• _Recorded data_:
# # #
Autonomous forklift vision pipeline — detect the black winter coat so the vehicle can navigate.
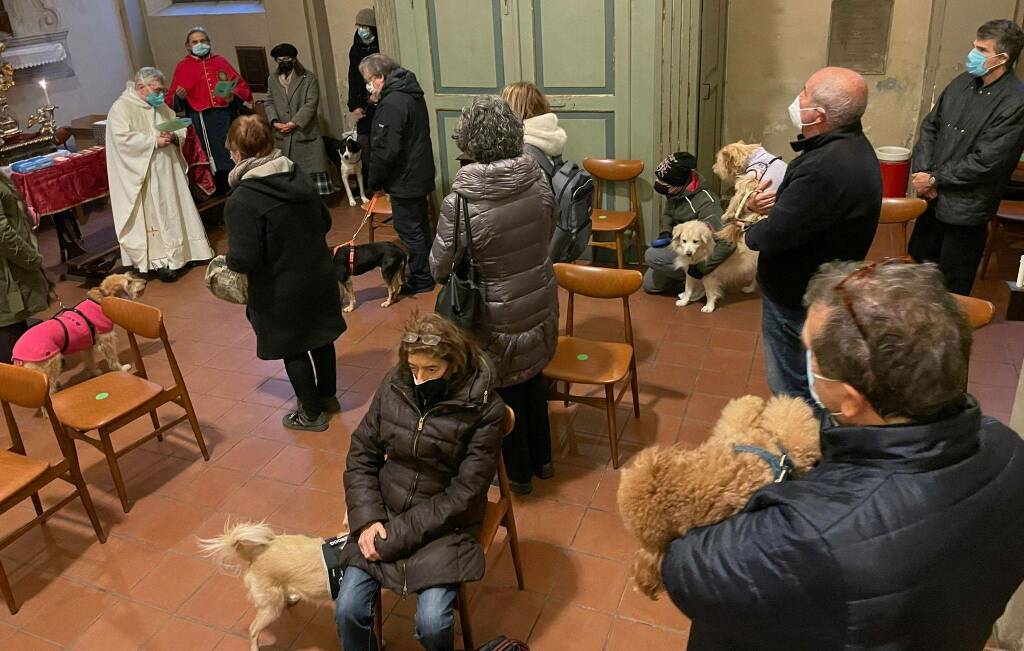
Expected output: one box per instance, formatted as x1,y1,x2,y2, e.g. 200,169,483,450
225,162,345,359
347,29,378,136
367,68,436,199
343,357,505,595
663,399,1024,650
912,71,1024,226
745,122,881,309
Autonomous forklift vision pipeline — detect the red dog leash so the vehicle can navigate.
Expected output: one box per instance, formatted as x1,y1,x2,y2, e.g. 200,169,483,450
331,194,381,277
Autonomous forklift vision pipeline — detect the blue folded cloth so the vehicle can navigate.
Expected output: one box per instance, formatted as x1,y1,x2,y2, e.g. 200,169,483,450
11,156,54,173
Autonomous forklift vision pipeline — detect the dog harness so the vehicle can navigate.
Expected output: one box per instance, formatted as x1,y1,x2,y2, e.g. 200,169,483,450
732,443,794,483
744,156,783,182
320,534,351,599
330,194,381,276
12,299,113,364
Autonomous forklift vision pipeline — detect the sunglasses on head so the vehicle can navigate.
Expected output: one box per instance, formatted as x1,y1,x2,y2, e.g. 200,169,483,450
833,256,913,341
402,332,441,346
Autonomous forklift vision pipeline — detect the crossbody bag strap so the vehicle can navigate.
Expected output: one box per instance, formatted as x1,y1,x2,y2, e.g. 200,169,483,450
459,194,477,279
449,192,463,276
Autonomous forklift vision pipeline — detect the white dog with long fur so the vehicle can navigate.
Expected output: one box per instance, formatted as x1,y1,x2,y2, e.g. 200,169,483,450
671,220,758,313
# # #
• _Prompt_:
Write out, word for word, the lines from the start of the data through the one holding "Autonomous forklift vision pipeline — detect the blue". Omit pictures.

• _Answer below_:
Autonomous forklift vision pipeline — detect the black winter coat so the vehicle can navigate.
Expected output: one box per instance, formatted as x1,y1,x2,y2, e.g. 200,169,483,450
225,162,345,359
347,29,378,136
367,68,436,199
343,357,505,595
663,399,1024,650
912,71,1024,226
745,122,881,309
Autonomous forklift vision pipeline — detect the red dog leash so the vehicle can navigate.
Expected output: one box per instance, formatted as x1,y1,x2,y2, e.g. 200,169,483,450
331,194,381,277
Autonomous forklift vision pipeline — detect the blue folded cloth so the vehicle can navigate.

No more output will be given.